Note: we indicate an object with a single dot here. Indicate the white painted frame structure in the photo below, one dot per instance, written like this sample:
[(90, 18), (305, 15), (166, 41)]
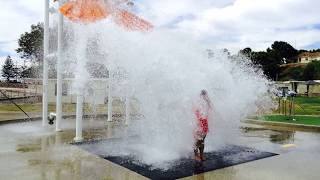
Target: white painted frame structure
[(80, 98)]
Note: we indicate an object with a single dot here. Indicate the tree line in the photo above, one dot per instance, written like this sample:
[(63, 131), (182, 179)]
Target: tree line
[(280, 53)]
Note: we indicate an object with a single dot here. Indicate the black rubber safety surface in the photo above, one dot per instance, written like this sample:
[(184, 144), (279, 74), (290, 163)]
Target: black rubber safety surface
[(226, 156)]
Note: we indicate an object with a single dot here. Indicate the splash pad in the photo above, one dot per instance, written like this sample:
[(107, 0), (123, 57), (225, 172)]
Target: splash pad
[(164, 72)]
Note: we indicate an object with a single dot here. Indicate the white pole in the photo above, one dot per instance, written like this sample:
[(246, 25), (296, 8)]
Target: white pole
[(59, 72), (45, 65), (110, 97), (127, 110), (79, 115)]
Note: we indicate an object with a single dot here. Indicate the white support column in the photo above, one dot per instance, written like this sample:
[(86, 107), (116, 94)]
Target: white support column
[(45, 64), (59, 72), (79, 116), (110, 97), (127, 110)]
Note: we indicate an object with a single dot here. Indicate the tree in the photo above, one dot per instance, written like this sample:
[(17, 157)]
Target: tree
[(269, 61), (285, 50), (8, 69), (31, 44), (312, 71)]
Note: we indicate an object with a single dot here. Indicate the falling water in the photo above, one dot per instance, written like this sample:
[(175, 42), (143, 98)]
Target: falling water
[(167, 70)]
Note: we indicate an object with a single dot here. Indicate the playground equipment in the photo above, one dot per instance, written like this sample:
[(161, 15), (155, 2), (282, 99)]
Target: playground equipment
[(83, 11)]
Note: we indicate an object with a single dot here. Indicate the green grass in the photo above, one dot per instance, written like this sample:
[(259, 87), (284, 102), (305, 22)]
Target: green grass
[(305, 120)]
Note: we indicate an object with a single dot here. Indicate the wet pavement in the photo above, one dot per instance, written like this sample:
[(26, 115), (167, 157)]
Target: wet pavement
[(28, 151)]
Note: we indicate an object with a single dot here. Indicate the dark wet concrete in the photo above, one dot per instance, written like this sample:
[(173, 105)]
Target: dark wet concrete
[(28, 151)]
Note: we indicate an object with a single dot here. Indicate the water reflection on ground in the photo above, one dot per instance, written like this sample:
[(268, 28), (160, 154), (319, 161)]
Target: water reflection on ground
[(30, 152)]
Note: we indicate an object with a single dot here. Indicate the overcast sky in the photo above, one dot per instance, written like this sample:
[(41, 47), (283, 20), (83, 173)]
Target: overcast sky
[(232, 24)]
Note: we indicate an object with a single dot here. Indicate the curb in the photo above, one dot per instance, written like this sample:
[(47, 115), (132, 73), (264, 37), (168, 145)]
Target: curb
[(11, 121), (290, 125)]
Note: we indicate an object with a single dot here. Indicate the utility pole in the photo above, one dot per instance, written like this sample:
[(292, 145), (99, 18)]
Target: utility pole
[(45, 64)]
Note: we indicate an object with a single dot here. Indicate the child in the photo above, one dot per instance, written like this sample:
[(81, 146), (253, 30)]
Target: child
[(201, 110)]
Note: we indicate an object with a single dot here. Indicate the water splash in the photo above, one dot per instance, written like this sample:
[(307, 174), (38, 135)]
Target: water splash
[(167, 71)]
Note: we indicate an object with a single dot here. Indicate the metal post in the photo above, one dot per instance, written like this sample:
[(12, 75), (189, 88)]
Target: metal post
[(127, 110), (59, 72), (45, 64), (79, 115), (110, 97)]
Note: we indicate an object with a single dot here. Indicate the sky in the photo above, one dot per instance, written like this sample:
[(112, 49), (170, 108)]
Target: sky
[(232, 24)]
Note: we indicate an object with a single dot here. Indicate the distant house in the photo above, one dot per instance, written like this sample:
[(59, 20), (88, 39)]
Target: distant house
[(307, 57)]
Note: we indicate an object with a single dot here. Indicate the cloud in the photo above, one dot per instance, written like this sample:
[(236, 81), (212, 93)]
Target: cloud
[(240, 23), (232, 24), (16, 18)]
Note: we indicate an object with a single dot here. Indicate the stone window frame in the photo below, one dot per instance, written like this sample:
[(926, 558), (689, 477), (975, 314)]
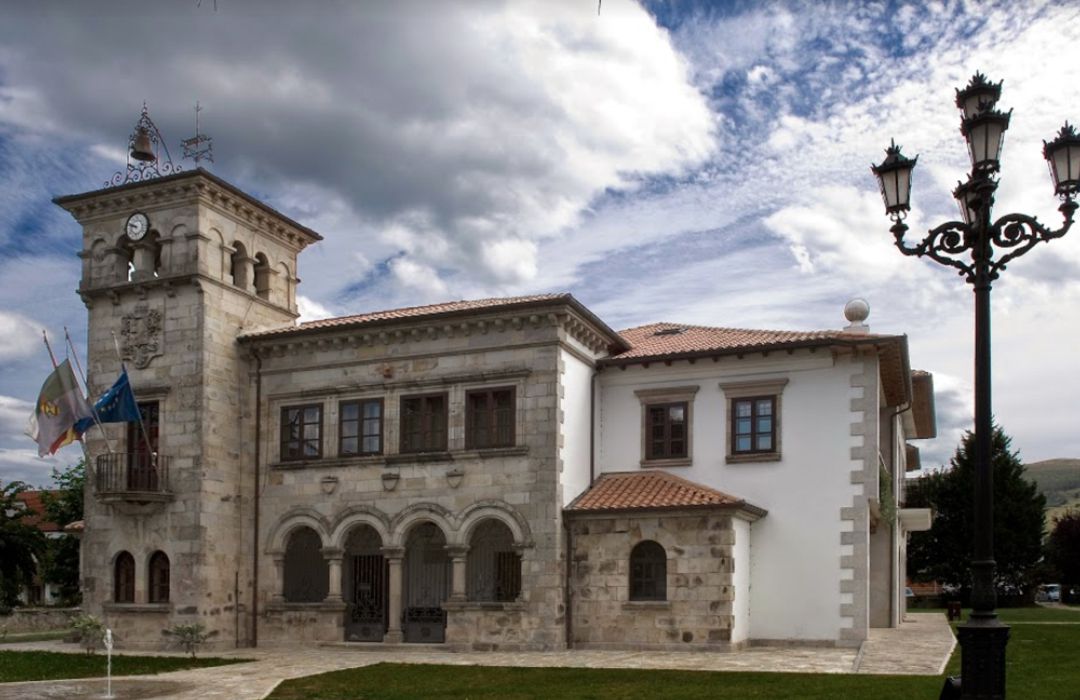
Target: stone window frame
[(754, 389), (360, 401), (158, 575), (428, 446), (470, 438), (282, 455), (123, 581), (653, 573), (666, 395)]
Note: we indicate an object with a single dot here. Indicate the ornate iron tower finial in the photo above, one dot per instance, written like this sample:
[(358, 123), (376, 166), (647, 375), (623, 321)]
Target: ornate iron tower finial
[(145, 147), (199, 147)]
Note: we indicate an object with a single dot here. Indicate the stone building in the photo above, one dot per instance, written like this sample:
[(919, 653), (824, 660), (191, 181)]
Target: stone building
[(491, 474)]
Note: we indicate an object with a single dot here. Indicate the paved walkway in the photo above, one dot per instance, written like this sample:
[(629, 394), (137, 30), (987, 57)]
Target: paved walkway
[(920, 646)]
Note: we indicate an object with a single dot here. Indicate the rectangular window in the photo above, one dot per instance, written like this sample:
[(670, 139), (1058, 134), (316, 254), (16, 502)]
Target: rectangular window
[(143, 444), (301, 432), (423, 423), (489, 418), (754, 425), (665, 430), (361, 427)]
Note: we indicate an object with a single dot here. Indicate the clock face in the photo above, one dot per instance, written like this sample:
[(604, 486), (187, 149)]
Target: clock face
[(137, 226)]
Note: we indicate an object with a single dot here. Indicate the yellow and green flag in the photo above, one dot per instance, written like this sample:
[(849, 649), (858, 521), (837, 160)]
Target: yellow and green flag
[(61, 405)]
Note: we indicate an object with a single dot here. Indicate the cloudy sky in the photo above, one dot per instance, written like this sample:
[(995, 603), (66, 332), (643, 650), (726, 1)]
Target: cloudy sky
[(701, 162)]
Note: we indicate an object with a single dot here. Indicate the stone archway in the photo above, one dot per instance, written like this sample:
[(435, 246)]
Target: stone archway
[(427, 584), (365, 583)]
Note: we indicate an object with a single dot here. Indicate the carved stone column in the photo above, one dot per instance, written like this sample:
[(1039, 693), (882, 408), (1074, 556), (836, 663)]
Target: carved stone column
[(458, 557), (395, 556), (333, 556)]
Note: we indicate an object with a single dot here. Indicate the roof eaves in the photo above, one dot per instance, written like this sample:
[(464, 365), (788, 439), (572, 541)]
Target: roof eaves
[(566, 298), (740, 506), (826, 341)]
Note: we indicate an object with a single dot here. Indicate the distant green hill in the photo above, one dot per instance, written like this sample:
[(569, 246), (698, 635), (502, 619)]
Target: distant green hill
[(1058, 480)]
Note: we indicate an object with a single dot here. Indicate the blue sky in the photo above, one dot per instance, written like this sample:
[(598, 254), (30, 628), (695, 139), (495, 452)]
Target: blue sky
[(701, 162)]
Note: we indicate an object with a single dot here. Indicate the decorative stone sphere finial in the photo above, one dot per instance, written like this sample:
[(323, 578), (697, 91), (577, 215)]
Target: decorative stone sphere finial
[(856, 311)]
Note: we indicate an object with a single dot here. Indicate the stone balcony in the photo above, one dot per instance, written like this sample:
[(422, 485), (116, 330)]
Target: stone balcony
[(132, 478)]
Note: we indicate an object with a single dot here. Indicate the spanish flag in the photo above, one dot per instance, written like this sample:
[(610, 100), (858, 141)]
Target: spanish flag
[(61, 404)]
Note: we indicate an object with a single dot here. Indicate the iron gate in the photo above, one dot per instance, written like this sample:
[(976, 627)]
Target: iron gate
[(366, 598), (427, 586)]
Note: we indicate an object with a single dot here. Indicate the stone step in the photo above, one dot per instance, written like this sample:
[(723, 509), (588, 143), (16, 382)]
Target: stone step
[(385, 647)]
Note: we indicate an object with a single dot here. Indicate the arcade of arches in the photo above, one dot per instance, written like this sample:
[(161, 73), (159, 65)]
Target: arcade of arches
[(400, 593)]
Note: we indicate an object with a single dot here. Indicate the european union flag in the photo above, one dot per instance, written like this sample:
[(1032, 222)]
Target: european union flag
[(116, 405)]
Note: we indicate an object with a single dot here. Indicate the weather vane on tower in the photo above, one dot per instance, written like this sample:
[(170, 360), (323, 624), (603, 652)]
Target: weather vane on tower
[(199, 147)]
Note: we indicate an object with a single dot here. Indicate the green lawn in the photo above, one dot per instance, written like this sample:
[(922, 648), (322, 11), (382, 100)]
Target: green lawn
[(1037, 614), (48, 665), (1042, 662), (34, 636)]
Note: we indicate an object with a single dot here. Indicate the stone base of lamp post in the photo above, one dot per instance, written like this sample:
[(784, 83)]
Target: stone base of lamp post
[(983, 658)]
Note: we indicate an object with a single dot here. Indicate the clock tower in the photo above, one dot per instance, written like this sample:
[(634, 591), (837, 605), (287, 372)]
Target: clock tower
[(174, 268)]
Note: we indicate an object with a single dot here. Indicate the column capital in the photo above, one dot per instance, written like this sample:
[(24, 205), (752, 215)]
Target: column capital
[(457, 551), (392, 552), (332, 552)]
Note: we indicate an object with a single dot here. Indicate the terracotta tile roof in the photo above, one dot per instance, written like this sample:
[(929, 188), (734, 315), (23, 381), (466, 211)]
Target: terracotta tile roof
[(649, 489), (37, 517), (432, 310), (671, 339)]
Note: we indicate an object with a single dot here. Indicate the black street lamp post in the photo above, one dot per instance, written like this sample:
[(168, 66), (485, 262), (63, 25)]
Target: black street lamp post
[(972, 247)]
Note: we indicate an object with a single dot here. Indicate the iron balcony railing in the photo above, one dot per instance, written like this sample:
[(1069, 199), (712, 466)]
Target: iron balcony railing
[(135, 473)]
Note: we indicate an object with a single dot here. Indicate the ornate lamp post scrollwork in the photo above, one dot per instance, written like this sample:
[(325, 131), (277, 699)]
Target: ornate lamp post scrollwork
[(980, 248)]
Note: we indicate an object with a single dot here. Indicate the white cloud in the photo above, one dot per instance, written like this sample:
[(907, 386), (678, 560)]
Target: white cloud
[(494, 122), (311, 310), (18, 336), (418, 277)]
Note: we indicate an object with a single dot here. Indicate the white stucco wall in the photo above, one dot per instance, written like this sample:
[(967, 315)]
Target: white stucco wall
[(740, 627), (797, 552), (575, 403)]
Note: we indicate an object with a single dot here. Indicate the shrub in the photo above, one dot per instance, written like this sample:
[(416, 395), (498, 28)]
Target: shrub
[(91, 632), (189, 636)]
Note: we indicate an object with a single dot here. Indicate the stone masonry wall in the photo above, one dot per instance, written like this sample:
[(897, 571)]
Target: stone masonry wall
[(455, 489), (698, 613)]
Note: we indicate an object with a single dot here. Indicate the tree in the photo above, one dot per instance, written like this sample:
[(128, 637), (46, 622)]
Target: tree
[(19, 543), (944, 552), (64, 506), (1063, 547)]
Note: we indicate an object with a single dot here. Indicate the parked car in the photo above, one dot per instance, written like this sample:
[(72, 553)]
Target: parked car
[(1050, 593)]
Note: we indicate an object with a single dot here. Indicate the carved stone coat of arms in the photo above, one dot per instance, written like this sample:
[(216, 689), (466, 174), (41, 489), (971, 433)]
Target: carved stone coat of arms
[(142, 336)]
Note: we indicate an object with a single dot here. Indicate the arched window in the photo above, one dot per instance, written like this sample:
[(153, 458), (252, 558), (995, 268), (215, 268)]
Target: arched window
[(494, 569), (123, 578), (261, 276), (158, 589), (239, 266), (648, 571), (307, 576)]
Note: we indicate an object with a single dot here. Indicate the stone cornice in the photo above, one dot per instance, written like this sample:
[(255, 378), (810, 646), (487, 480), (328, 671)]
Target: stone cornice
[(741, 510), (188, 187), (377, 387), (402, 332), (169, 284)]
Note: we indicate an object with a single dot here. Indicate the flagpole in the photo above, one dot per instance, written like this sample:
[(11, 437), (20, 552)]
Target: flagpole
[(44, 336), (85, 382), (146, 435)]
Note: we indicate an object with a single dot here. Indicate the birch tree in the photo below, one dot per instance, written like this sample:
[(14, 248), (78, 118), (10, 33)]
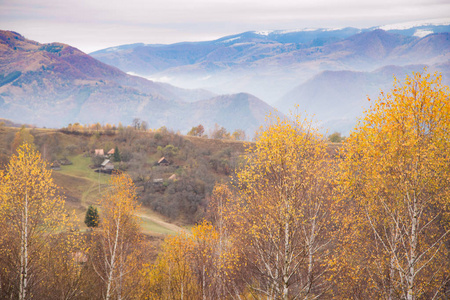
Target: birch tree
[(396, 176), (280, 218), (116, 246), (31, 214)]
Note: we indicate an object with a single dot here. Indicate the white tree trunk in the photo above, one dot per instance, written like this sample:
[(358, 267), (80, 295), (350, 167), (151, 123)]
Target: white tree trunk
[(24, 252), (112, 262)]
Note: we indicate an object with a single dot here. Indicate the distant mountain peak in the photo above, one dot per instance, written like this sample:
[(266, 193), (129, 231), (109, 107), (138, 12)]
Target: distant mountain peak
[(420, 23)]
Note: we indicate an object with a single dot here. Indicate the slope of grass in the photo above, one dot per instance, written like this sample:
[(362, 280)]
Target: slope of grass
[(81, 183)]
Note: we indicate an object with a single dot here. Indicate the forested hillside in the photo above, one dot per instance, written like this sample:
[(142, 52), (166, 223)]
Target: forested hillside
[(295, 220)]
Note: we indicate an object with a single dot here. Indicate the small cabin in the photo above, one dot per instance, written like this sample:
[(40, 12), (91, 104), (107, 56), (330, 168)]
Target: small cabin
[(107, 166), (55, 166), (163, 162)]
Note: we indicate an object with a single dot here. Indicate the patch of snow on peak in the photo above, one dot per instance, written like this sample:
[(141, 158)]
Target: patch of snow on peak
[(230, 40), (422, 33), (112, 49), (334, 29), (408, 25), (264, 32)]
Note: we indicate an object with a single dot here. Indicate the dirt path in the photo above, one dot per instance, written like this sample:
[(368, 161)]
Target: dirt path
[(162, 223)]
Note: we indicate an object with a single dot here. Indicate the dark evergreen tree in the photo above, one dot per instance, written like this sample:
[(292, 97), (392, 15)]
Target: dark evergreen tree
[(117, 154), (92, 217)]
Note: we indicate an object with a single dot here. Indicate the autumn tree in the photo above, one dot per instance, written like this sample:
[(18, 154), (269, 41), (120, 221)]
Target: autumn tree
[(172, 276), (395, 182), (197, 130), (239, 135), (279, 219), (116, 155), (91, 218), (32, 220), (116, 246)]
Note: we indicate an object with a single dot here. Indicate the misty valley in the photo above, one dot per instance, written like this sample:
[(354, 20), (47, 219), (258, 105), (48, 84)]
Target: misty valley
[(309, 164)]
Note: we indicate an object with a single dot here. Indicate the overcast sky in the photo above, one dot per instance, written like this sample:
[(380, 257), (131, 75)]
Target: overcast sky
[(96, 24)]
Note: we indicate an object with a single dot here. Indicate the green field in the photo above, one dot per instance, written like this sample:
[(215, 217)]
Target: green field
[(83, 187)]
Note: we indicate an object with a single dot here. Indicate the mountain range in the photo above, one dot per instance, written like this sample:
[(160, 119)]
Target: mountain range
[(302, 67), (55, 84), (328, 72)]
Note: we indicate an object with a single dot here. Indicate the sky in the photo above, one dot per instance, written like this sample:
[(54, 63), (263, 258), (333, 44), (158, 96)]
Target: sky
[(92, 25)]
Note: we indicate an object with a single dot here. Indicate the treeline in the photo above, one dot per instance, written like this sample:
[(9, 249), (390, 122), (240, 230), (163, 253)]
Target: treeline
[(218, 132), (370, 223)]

* * * *

* **Short task**:
Starting at the line that contains "Indicate the dirt", retype each line through the end of the listing above and nothing else.

* **Answer to this task**:
Note: we indicate an object with a single dot here. Indicate the dirt path in the photo above, one dot per instance, written like this sample:
[(368, 161)]
Target: dirt path
[(162, 223)]
Note: we indicate an object with a single dot here. Indicate the dark evergreen tree in the photo above, one dot per instance, written like this sample:
[(292, 97), (392, 15)]
Target: dark evergreen tree
[(117, 154), (92, 217)]
Note: we indicate an object with a single dot here. Indicate the autumn tree in the photo above, one dot per instance, written like this sample:
[(18, 154), (269, 41), (120, 221)]
Target: autumn tree
[(172, 276), (395, 182), (197, 130), (239, 135), (279, 219), (116, 155), (91, 218), (32, 220), (116, 246)]
Note: we indicate an object with a single dot here. Indicate the misty valley in the photo above, one dot per instance, written like this sample:
[(354, 20), (47, 219), (258, 105), (48, 84)]
Target: misty valley
[(309, 164)]
Note: we indicate an object with a single dot here. Indicate the overcast sky in the photo above, one dot per instance, written like this sample:
[(380, 257), (131, 75)]
Target: overcast sky
[(96, 24)]
Note: we indicate an object with a single dot here. Indicate the green field in the photo above, one dot per instance, written like this sample:
[(215, 217)]
Target: green field
[(83, 187)]
Note: we indicate an object with a single dot here. Indicate the mountain range in the photo above, one dot per instance, written like this sample:
[(160, 119)]
Target: mountain range
[(302, 67), (55, 84), (328, 72)]
Note: we indicate an object with a single dot here. Indicate the sky in the photo above, one dot per instance, written like this sample:
[(54, 63), (263, 258), (333, 44), (158, 96)]
Target: sky
[(92, 25)]
Note: we indicate an object with a single dot here. Indicate the treeline in the photo above, one dot per instance, written like this sample:
[(9, 249), (390, 122), (240, 230), (163, 253)]
Target: treeline
[(218, 132), (370, 223)]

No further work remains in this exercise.